> _What is required_: Copy every one of the records below word for word, line by line, with no changes.

> _Point annotation records_:
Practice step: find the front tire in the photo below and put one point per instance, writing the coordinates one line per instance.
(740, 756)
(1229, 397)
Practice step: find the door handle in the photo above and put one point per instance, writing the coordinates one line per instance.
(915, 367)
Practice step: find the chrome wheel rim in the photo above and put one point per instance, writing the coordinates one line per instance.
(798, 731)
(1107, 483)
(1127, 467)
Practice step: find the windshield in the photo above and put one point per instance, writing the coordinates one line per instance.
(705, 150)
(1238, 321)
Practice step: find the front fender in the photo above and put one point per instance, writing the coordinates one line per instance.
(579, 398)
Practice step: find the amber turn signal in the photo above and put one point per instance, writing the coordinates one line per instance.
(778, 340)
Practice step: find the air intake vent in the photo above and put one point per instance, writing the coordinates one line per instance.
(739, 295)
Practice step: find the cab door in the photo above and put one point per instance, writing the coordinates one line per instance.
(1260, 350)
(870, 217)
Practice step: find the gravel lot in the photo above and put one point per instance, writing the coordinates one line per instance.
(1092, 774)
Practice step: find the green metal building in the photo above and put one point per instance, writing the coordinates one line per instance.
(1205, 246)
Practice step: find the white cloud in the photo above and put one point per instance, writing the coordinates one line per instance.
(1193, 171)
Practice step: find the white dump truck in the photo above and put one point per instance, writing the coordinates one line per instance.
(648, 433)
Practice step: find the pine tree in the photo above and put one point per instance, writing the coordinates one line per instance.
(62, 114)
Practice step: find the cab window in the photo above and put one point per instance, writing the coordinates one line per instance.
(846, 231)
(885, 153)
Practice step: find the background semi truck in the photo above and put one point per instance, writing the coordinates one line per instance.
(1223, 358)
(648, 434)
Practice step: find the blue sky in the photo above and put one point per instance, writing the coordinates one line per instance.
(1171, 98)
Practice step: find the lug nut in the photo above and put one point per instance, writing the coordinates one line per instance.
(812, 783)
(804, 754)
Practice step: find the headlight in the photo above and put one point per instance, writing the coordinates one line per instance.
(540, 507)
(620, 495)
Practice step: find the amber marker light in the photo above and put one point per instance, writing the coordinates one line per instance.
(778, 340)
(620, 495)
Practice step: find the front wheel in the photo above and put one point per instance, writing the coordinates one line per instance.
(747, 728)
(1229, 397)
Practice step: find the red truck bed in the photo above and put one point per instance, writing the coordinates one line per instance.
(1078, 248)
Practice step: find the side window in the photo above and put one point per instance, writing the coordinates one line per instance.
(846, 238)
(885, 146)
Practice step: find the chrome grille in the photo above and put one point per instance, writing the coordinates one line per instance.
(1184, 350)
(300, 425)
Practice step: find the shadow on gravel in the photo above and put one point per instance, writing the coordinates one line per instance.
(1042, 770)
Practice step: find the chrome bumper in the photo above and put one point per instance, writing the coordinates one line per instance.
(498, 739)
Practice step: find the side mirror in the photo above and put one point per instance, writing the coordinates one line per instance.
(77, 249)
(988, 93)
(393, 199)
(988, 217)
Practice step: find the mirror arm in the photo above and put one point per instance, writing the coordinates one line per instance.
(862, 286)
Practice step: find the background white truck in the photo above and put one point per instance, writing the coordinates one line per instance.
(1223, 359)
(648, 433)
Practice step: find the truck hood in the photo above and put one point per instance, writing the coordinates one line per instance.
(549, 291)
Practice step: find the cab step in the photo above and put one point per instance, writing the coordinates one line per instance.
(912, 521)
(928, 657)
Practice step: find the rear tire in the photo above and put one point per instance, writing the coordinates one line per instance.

> _Exercise answer_:
Practice step: find the front tire in the photo below and put one point per instance, writing the coordinates one line per instance.
(740, 756)
(1229, 397)
Practice step: find the door handle in the photo above and put one point per instance, writing the coordinates one line per instance.
(915, 367)
Practice step: find the chrome wheel rim in the photo above and put one point per instance, writing the coordinates one line per instance.
(798, 731)
(1107, 483)
(1127, 467)
Practice step: find the windshield in the photo above and put one point per instance, writing the coordinates one line per instance.
(705, 150)
(1238, 321)
Practice step: find the front fender in the photo above and put one point per instance, writing the coordinates one line per instance.
(579, 398)
Practice step: find the amber turn signal in the photo above and put one point per instance, writing the coordinates one line per instance.
(778, 340)
Practice step: find the air intake vent in the photo above and put one point per instance, writing the coordinates one line per instance.
(739, 295)
Practice step: find the cab door in the photo above and put one point per instance, writing the coordinates one line per instance.
(1260, 350)
(870, 217)
Practice step: find the gravel lot in the photo above and put one point per instance, writing the coordinates one line per instance.
(1092, 774)
Practice step: find the green metal building in the photo above and put one point per instance, writing the coordinates one line per instance.
(1205, 246)
Practice step: find the white cloud in the photo above and put one point per instance, writing the coordinates one line per instance.
(1193, 171)
Practice step: find the white dump truck in the photo above and put one point per instance, writing the coordinates one line per instance.
(648, 433)
Practice step: find the pine tree in the photo above and put one point per instance, writing the coordinates one line per instance.
(62, 114)
Practice step: find the cab window in the photo above and put one point per instance, writing the coordinates one line per instance.
(846, 231)
(885, 153)
Practice step: find the background semi truck in the photo above and put one point per instance, writing the coordinates one line per instance.
(1223, 358)
(648, 434)
Practice step: find the blue sky in the photo above and put one point per instance, writing the coordinates one line per instance.
(1171, 98)
Practice step: find the lug nut in the photo above and put one point per instance, writing the coordinates one line per instance.
(812, 783)
(804, 754)
Practice step: find the headlight in the photo above and put one point per instance, writing the coordinates one line per instance.
(540, 507)
(620, 495)
Practice step: find the amber marker light in the photo above and put one point per instance, writing the coordinates one line per instance.
(778, 340)
(620, 495)
Practice step: find the front wheel in the photo above and put one point per instance, writing the coordinates one line per instance.
(747, 728)
(1229, 397)
Practice step: find the red truck bed in the photo above and put one point per instance, writing the coordinates one line per instance.
(1078, 248)
Practice step: find the side window in the photo above and put one point per instance, writing the coordinates one line per instance.
(846, 238)
(885, 146)
Practice step: find the chrome grille in the photo above and put one point per instance, writing the coordinates one line per instance.
(1184, 350)
(300, 425)
Practice step: find the shadow on gravel in the photo above and put one point per instance, writing the coordinates one line per instance.
(1042, 770)
Practice step: find the chrome bumper in the photo above and put one point per instance, writing the coordinates one line per instance.
(498, 739)
Practice step: find the side mirror in the photo above and put one point per instance, writing the coordinates one line per instance.
(77, 249)
(988, 93)
(393, 199)
(988, 217)
Practice step: find the mirror arm in the photo above and put one point per instance, writing the coordinates one line per instance.
(862, 286)
Practice step: find the background white truck in the photo above and put one point per instance, writing the coordinates one line per instance.
(1223, 359)
(648, 433)
Practice step: find the truck hood in the photo above and put one point per instance, writing the coordinates one line per instance.
(549, 291)
Practice step: find the cab step in the photo above and put one point per instance, writing the coordinates one line per instance.
(912, 521)
(928, 657)
Practice step: find the rear tire in the photo above and put one point per instance, writing the coordinates one line per instance.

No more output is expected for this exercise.